▶ YOUR INSTRUCTIONS
Reproduce the entire text on the gamma distribution below, word for word and unchanged.

▶ TEXT SECTION

** START **

Invalid arguments will result in return value NaN, with a warning.
Note
The gamma distribution takes values on the positive real line. Special cases of
the gamma are the exponential distribution and the
chi-square distribution. Applications of the gamma include
life testing, statistical ecology, queuing theory, inventory control and
precipitation processes. A gamma distribution starts to resemble a normal
distribution as the shape parameter \alpha tends to infinity or
the cv parameter \tau tends to 0.
Some EPA guidance documents (e.g., Singh et al., 2002; Singh et al., 2010a,b) discourage using the assumption of a lognormal distribution for some types of environmental data and recommend instead assessing whether the data appear to fit a gamma distribution.
Author(s)
Steven P. Millard (EnvStats@ProbStatInfo.com)
References
Forbes, C., M. Evans, N. Hastings, and B. Peacock. (2011). Statistical Distributions, Fourth Edition. John Wiley and Sons, Hoboken, NJ.
Johnson, N. L., S. Kotz, and N. Balakrishnan. (1994). Continuous Univariate Distributions, Volume 1. Second Edition. John Wiley and Sons, New York.
Singh, A., A.K. Singh, and R.J. Iaci. (2002). Estimation of the Exposure Point Concentration Term Using a Gamma Distribution. EPA/600/R-02/084. October 2002. Technology Support Center for Monitoring and Site Characterization, Office of Research and Development, Office of Solid Waste and Emergency Response, U.S. Environmental Protection Agency, Washington, D.C.
Singh, A., R. Maichle, and N. Armbya. (2010a). ProUCL Version 4.1.00 User Guide (Draft). EPA/600/R-07/041, May 2010. Office of Research and Development, U.S. Environmental Protection Agency, Washington, D.C.

** END **

▶ PROVIDED DATA

** START **

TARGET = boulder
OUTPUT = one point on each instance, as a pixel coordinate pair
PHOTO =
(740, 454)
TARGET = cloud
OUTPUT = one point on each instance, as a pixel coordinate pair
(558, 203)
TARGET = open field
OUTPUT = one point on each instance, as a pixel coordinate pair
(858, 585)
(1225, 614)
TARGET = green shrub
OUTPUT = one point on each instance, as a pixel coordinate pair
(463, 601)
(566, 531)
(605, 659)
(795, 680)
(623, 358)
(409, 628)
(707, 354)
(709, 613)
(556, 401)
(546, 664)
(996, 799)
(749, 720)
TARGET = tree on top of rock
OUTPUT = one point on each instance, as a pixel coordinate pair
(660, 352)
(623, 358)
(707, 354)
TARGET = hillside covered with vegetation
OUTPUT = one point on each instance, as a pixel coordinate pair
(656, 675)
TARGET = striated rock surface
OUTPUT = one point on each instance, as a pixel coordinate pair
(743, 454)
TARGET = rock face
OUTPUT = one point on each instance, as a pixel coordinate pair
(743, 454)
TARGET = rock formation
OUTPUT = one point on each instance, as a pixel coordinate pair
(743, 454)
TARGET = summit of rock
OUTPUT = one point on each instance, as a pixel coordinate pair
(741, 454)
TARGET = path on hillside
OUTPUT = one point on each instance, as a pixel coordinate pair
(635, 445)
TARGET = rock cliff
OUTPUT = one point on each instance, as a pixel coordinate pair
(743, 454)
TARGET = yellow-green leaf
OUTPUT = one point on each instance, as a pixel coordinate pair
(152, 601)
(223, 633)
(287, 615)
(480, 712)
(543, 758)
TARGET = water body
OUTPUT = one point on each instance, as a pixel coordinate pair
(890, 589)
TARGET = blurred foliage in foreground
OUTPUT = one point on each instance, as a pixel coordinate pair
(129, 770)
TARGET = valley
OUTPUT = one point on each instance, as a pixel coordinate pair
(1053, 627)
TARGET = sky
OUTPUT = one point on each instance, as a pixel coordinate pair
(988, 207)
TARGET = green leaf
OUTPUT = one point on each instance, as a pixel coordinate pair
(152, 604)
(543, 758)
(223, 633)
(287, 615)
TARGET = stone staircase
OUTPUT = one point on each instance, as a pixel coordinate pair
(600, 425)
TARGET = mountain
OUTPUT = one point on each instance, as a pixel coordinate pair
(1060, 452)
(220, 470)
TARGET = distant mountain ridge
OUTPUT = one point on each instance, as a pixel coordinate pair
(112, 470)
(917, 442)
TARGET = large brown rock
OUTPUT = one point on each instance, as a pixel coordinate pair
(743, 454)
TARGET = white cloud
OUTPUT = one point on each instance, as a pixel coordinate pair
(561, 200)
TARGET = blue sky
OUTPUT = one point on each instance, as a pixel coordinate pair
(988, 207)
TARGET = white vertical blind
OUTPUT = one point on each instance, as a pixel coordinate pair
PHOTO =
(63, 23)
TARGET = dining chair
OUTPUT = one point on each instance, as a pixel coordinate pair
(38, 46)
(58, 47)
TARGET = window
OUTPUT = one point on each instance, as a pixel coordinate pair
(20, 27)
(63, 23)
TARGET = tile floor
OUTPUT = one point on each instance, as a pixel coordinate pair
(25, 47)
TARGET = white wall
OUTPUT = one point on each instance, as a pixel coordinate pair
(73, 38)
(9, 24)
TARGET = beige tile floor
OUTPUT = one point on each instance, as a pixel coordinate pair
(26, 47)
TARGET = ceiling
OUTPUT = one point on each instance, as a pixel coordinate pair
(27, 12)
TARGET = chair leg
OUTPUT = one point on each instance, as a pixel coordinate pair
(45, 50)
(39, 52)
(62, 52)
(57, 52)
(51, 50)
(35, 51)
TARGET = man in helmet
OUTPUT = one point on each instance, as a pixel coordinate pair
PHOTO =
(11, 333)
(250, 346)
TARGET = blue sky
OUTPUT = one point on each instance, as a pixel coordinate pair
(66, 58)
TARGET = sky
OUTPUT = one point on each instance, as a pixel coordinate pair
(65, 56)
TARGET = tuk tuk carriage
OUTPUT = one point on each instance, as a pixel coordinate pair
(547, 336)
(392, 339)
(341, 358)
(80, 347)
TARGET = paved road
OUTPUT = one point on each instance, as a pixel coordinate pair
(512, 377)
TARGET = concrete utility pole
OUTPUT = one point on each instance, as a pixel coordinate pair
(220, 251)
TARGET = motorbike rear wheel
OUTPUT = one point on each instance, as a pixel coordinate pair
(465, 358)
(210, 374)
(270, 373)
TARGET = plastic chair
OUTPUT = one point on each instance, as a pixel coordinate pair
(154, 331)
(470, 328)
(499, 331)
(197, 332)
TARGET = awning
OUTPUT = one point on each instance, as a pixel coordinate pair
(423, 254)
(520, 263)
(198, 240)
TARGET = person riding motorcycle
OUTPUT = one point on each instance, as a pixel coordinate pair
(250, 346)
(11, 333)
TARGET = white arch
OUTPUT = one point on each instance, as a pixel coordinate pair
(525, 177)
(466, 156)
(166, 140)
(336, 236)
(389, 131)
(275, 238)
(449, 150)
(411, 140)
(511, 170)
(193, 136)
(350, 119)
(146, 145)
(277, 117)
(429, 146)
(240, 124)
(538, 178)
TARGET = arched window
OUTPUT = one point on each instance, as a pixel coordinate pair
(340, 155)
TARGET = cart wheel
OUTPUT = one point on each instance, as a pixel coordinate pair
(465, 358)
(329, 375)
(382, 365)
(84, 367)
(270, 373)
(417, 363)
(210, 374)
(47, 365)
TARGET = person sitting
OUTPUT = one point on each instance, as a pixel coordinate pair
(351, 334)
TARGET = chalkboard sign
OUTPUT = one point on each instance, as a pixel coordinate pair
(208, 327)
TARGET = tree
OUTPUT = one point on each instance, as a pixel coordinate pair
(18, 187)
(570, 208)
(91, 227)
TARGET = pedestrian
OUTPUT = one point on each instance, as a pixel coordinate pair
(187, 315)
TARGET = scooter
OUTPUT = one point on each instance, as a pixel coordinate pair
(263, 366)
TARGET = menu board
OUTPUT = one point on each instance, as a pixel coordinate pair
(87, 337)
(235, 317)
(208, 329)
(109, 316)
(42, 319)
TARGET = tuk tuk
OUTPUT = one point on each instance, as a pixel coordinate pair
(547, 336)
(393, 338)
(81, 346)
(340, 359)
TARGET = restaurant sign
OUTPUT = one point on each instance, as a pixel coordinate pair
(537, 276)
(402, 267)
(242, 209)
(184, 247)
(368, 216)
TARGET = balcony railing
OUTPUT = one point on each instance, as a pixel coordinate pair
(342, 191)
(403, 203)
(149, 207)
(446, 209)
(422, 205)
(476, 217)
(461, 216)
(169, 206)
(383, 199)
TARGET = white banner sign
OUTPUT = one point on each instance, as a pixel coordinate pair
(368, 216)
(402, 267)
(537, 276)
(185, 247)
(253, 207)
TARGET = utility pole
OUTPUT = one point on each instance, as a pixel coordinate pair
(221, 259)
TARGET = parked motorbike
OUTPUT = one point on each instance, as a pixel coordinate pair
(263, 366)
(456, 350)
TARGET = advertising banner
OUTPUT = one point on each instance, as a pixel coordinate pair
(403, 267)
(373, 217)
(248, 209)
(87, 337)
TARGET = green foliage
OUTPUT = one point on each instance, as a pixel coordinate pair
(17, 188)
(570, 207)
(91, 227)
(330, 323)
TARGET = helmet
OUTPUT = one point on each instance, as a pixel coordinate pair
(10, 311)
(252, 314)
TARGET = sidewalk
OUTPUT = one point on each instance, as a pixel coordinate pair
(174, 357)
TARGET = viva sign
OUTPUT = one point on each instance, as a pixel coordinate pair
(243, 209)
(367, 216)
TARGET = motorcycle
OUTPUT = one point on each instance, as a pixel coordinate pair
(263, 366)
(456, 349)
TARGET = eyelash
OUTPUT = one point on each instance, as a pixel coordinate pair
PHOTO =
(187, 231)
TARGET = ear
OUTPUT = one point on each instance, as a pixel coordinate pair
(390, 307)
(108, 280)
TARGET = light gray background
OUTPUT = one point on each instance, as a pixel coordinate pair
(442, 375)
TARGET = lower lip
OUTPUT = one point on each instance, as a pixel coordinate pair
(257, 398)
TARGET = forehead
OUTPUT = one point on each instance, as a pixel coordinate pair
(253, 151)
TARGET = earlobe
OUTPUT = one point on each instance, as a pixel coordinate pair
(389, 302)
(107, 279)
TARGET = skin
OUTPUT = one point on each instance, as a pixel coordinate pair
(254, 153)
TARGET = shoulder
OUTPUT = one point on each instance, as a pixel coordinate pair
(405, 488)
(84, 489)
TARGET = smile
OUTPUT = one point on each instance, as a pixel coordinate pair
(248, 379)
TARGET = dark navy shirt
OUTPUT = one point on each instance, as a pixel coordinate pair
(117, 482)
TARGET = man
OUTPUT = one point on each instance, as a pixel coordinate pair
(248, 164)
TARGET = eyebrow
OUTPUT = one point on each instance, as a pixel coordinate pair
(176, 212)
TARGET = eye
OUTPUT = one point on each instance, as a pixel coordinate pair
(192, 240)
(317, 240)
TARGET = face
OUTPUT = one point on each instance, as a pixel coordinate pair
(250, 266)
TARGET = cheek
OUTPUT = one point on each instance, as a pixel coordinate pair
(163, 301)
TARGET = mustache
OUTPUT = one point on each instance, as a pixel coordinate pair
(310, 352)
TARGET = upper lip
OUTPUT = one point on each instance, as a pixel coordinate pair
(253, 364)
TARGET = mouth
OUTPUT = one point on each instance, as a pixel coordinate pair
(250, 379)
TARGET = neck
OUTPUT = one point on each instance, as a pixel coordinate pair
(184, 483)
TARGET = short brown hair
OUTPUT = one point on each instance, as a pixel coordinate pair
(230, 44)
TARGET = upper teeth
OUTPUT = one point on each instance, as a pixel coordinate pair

** END **

▶ RESPONSE TO THE EXERCISE
Invalid arguments will result in return value NaN, with a warning.
Note
The gamma distribution takes values on the positive real line. Special cases of
the gamma are the exponential distribution and the
chi-square distribution. Applications of the gamma include
life testing, statistical ecology, queuing theory, inventory control and
precipitation processes. A gamma distribution starts to resemble a normal
distribution as the shape parameter \alpha tends to infinity or
the cv parameter \tau tends to 0.
Some EPA guidance documents (e.g., Singh et al., 2002; Singh et al., 2010a,b) discourage using the assumption of a lognormal distribution for some types of environmental data and recommend instead assessing whether the data appear to fit a gamma distribution.
Author(s)
Steven P. Millard (EnvStats@ProbStatInfo.com)
References
Forbes, C., M. Evans, N. Hastings, and B. Peacock. (2011). Statistical Distributions, Fourth Edition. John Wiley and Sons, Hoboken, NJ.
Johnson, N. L., S. Kotz, and N. Balakrishnan. (1994). Continuous Univariate Distributions, Volume 1. Second Edition. John Wiley and Sons, New York.
Singh, A., A.K. Singh, and R.J. Iaci. (2002). Estimation of the Exposure Point Concentration Term Using a Gamma Distribution. EPA/600/R-02/084. October 2002. Technology Support Center for Monitoring and Site Characterization, Office of Research and Development, Office of Solid Waste and Emergency Response, U.S. Environmental Protection Agency, Washington, D.C.
Singh, A., R. Maichle, and N. Armbya. (2010a). ProUCL Version 4.1.00 User Guide (Draft). EPA/600/R-07/041, May 2010. Office of Research and Development, U.S. Environmental Protection Agency, Washington, D.C.